- [Records supplied]:
⁂

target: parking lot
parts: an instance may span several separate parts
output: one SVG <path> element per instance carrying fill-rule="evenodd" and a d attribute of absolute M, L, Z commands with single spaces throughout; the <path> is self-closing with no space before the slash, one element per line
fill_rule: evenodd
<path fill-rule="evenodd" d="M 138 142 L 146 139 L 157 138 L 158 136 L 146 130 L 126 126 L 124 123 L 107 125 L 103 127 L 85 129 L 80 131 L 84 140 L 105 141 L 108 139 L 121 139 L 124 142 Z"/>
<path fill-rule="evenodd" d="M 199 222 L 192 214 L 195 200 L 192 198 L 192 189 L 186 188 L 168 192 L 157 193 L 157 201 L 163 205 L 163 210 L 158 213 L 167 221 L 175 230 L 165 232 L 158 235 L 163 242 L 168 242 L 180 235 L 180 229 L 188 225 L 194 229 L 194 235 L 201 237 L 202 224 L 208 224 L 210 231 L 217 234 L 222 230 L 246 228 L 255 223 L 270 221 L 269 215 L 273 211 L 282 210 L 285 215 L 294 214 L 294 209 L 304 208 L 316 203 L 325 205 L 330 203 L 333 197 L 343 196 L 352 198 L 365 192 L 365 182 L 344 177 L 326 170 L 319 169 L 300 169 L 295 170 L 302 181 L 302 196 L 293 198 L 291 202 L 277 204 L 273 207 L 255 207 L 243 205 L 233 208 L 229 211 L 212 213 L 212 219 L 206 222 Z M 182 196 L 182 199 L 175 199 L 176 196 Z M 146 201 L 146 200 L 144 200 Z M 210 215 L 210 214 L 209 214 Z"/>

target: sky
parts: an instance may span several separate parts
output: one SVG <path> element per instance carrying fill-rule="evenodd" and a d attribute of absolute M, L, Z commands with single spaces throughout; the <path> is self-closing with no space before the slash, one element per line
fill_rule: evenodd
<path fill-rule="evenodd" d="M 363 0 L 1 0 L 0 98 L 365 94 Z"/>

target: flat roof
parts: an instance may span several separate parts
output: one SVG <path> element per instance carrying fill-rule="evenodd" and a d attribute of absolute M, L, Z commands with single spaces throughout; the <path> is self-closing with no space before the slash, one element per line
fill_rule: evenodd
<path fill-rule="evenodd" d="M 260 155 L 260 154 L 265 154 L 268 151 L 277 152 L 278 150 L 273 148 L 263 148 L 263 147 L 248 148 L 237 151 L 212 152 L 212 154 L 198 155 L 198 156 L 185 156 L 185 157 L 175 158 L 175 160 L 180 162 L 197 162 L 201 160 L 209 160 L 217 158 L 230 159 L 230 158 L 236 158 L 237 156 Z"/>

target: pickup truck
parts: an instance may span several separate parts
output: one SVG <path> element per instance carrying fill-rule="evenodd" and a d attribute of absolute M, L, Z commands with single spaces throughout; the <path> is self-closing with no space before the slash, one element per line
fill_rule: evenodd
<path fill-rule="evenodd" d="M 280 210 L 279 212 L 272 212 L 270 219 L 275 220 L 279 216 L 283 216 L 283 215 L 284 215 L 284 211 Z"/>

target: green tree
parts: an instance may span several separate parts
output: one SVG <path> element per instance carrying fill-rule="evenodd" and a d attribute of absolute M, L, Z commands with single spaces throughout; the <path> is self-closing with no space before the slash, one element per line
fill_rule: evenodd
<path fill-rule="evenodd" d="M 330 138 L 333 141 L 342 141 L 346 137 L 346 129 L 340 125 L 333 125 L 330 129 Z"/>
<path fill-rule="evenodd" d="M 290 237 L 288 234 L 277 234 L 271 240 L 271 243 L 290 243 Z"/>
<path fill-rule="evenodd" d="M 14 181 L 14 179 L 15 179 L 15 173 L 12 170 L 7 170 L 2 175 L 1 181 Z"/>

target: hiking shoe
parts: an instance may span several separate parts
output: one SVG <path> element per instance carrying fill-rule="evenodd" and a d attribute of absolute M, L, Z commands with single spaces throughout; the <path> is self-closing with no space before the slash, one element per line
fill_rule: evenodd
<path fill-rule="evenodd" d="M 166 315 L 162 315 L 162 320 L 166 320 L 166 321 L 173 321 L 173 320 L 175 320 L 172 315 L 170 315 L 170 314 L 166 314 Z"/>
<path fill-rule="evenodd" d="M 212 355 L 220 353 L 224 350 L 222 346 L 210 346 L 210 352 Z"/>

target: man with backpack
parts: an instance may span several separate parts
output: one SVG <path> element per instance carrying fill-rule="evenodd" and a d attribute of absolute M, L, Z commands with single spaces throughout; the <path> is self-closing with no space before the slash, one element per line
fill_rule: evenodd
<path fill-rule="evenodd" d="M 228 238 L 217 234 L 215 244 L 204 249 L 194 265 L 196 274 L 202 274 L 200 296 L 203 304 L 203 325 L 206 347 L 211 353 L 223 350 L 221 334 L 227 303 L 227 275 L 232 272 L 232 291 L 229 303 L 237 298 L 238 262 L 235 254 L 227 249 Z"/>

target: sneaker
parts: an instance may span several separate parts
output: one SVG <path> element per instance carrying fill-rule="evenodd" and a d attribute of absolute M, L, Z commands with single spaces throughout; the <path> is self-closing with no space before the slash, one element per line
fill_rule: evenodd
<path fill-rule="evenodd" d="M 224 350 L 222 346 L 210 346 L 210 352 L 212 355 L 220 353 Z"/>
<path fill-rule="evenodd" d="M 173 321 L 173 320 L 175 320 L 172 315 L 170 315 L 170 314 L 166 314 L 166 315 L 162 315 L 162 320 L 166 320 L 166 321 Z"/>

⁂

- [Task prompt]: Repeat all the records above, swapping each "single spaces" for "one space" and leaving everything else unchanged.

- [Answer below]:
target: parking lot
parts: an instance may span several separate parts
output: one SVG <path> element per instance carrying fill-rule="evenodd" and a d attribute of absolute M, L, Z commands with one space throughout; the <path> is self-closing with no space before the slash, one element per line
fill_rule: evenodd
<path fill-rule="evenodd" d="M 138 142 L 146 139 L 157 138 L 158 136 L 146 130 L 126 126 L 124 123 L 107 125 L 103 127 L 85 129 L 80 131 L 84 140 L 105 141 L 108 139 L 121 139 L 124 142 Z"/>
<path fill-rule="evenodd" d="M 199 222 L 192 214 L 195 200 L 192 198 L 192 189 L 186 188 L 168 192 L 157 193 L 157 201 L 163 205 L 163 210 L 158 213 L 167 221 L 175 230 L 165 232 L 158 235 L 163 242 L 168 242 L 180 235 L 180 229 L 188 225 L 194 229 L 194 235 L 201 237 L 202 224 L 208 224 L 210 231 L 217 234 L 222 230 L 246 228 L 255 223 L 270 221 L 269 215 L 273 211 L 282 210 L 285 215 L 294 214 L 294 209 L 304 208 L 316 203 L 325 205 L 330 203 L 333 197 L 343 196 L 352 198 L 365 192 L 365 182 L 344 177 L 326 170 L 319 169 L 300 169 L 295 170 L 302 181 L 302 196 L 293 198 L 291 202 L 277 204 L 273 207 L 255 207 L 243 205 L 233 208 L 229 211 L 212 213 L 212 219 L 206 222 Z M 182 196 L 182 199 L 175 199 L 176 196 Z M 146 201 L 146 200 L 144 200 Z M 210 215 L 210 214 L 209 214 Z"/>

target: sky
parts: an instance may span several separate parts
output: one SVG <path> element per instance carrying fill-rule="evenodd" and a d attribute of absolute M, L, Z commands with one space throughout; the <path> is self-closing with no space before the slash, one element per line
fill_rule: evenodd
<path fill-rule="evenodd" d="M 363 0 L 1 0 L 0 98 L 365 94 Z"/>

target: flat roof
parts: an instance may span several separate parts
output: one SVG <path> element per instance carrying fill-rule="evenodd" and a d attribute of absolute M, L, Z commands with one space throughout; the <path> is self-closing with no space before the slash, one element per line
fill_rule: evenodd
<path fill-rule="evenodd" d="M 260 155 L 260 154 L 265 154 L 268 151 L 277 152 L 278 150 L 273 148 L 263 148 L 263 147 L 248 148 L 237 151 L 212 152 L 212 154 L 198 155 L 198 156 L 185 156 L 185 157 L 175 158 L 175 160 L 180 162 L 197 162 L 201 160 L 209 160 L 217 158 L 230 159 L 230 158 L 236 158 L 237 156 Z"/>

target: pickup truck
parts: an instance may span several separate parts
output: one SVG <path> element per instance carrying fill-rule="evenodd" and a d attribute of absolute M, L, Z commands with one space throughout; the <path> is self-closing with no space before the slash, one element per line
fill_rule: evenodd
<path fill-rule="evenodd" d="M 280 210 L 279 212 L 272 212 L 270 219 L 275 220 L 279 216 L 283 216 L 283 215 L 284 215 L 284 211 Z"/>

target: green tree
parts: an instance may span several separate parts
output: one SVG <path> element per instance carrying fill-rule="evenodd" and a d attribute of absolute M, L, Z commands with one space throughout; the <path> is self-closing with no space before the slash, one element per line
fill_rule: evenodd
<path fill-rule="evenodd" d="M 330 138 L 333 141 L 342 141 L 346 137 L 346 129 L 340 125 L 333 125 L 330 129 Z"/>
<path fill-rule="evenodd" d="M 290 237 L 288 234 L 277 234 L 271 240 L 271 243 L 290 243 Z"/>
<path fill-rule="evenodd" d="M 14 181 L 14 179 L 15 179 L 15 173 L 12 170 L 7 170 L 2 175 L 1 181 Z"/>

target: hiking shoe
parts: an instance may span several separate parts
output: one SVG <path> element per instance carrying fill-rule="evenodd" and a d attribute of absolute M, L, Z commands with one space throughout; the <path> is self-closing with no space before the slash, one element per line
fill_rule: evenodd
<path fill-rule="evenodd" d="M 166 315 L 162 315 L 162 320 L 166 320 L 166 321 L 173 321 L 173 320 L 175 320 L 172 315 L 170 315 L 170 314 L 166 314 Z"/>
<path fill-rule="evenodd" d="M 212 355 L 220 353 L 224 350 L 222 346 L 210 346 L 210 352 Z"/>

target: man with backpack
parts: an instance may span several separate parts
output: one SVG <path> element per instance carrying fill-rule="evenodd" and a d attribute of absolute M, L, Z commands with one space throughout; the <path> is self-closing with no space before the slash, one element per line
fill_rule: evenodd
<path fill-rule="evenodd" d="M 228 238 L 217 234 L 215 244 L 204 249 L 194 265 L 196 274 L 202 274 L 200 296 L 203 304 L 203 325 L 206 347 L 211 353 L 223 350 L 221 334 L 227 303 L 227 275 L 232 272 L 232 291 L 229 303 L 237 298 L 238 262 L 235 254 L 227 249 Z"/>

target: sneaker
parts: an instance may span several separate parts
output: one SVG <path> element per instance carrying fill-rule="evenodd" and a d attribute of absolute M, L, Z commands with one space throughout; the <path> is self-closing with no space before the slash, one element per line
fill_rule: evenodd
<path fill-rule="evenodd" d="M 224 350 L 222 346 L 210 346 L 210 352 L 212 355 L 220 353 Z"/>
<path fill-rule="evenodd" d="M 173 321 L 173 320 L 175 320 L 172 315 L 170 315 L 170 314 L 166 314 L 166 315 L 162 315 L 162 320 L 166 320 L 166 321 Z"/>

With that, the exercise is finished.